* begin Text to read *

Book log: Roger Elwood — Continuum 1

Book 61

This is the first of a 4 book anthology series, where the series concept is to have a set of four stories from each author, one per volume, which can each be read as individual stand-alone stories, but which together make up a story arc. It was published in 1974 and was edited by Roger Elwood, which is an entertaining and informative tale in itself.

I bought my copy of volume 1 about thirty years ago, and for various reasons (including the dreaded “it was only going to be in storage for a year or two”) I probably haven’t read it for close to twenty years. Nevertheless, I was surprised to find that I only remembered two of the stories — the one by Philip Jose Farmer, which I don’t actually like very much and don’t think works as a standalone; and the story from Anne McCaffrey, which is the first part of what later became The Crystal Singer, and which I’ve thus read a fair number of times in the novel. The others seem completely unfamiliar to me. This is surprising, because there are some good stories in here. I read a library copy of volume 4 a few years after buying this volume, and can vaguely remember something about the closing stories of only those two authors as well. (I think I liked the Farmer sequence better for having seen the end of the arc.)

Philip Jose Farmer – Stations of the Nightmare
Guy shoots at quail flock in his neighbour’s field, and hits a very small flying saucer instead. It escapes into the woods but releases a golden pollen-like substance, and it eventually becomes clear that guy has been contaminated by it. Except nothing much actually happens, and this story doesn’t seem to have any closure that makes it work as a standalone.

* end Text to read *
* begin Given records *

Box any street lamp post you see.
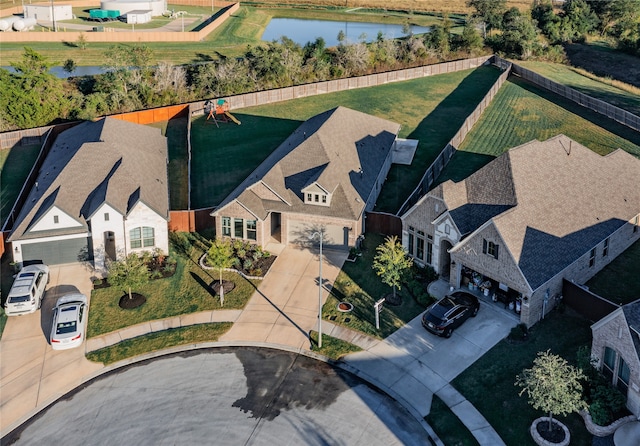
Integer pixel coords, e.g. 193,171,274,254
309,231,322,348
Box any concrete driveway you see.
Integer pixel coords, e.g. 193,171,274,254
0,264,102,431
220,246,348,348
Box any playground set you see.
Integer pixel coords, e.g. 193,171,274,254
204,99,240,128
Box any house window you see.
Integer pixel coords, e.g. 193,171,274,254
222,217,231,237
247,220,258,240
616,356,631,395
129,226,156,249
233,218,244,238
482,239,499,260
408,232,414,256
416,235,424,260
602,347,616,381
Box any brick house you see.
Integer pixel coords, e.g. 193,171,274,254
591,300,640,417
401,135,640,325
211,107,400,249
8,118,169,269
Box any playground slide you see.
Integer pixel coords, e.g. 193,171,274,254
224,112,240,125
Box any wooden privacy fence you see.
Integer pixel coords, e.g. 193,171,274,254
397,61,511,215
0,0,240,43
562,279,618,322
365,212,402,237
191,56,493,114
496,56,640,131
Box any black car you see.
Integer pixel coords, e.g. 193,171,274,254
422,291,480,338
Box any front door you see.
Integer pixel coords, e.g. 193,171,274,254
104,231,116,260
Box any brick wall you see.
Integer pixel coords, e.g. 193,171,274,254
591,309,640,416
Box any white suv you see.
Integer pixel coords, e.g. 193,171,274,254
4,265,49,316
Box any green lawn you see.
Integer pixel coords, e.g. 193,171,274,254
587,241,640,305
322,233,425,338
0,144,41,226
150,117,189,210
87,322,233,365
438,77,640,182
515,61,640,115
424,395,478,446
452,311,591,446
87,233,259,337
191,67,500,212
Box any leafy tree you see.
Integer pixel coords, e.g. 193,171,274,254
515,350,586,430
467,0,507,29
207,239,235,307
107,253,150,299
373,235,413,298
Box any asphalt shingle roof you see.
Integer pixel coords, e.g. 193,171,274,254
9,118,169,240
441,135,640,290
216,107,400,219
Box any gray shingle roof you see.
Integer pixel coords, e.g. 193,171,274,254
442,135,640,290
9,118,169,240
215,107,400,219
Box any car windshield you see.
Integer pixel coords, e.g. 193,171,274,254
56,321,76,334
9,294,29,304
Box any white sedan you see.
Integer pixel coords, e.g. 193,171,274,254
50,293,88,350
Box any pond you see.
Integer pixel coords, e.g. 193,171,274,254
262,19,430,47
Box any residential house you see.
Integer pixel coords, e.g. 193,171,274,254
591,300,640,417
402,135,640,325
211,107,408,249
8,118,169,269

* end Given records *
* begin Given records *

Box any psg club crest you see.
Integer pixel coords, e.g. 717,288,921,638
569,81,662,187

* end Given records *
* begin Given records *

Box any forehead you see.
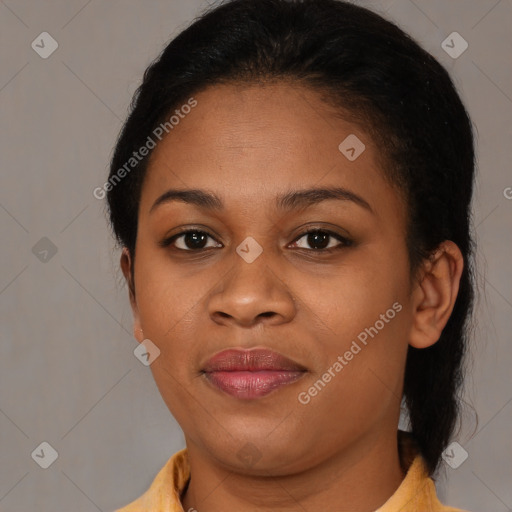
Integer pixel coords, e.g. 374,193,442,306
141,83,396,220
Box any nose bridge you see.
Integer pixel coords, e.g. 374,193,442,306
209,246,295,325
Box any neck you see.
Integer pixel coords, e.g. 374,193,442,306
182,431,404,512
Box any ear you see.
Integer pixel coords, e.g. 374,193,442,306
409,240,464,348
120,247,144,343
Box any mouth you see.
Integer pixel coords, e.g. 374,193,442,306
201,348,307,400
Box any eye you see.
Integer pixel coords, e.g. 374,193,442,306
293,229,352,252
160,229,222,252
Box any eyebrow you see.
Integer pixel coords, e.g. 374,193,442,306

* end Given records *

◆ Given exercise 1 ◆
Answer these from the Continuum 1 book log above, one answer per line with matching letters:
(a) In what year was the anthology published?
(b) Which author's story is the first part of what later became The Crystal Singer?
(c) In "Stations of the Nightmare," what does the man hit instead of a quail?
◆ Given exercise 2 ◆
Please write the next part of the Continuum 1 book log, starting after its final sentence.

◆ Final result 1 ◆
(a) 1974
(b) Anne McCaffrey
(c) A very small flying saucer

◆ Final result 2 ◆
Poul Anderson – My own, my native land
Coming of age story on a recently colonised planet. The settlement is up on a plateau where the atmosphere is breathable for Earth-born humans; one of the colonists has had to crashland a survey shuttle down on the plains, where the conditions are barely survivable without some form of life support. The colony can’t spare another shuttle to retrieve the salvageable parts and datatapes by air, but it’s still worth taking them out by road. The problem is having to cut the road first, in an environment that’s not actively hostile but requires immigrant colonists to wear life support if they want to do any heavier labour than slow walking. The shuttle pilot recruits one of the locally-born teenagers to go back with him for the salvage parts. Enjoyable as an individual story.

Chad Oliver – Shaka!
A trading company’s spaceship finds a way around the prohibition on cultural contamination in order to protect their trading partners on a primitive planet from an aggressive neighbouring tribe. They use an obvious historical model — but some time later have to find a way to ameliorate the effects of their cultural tampering. Enjoyed this.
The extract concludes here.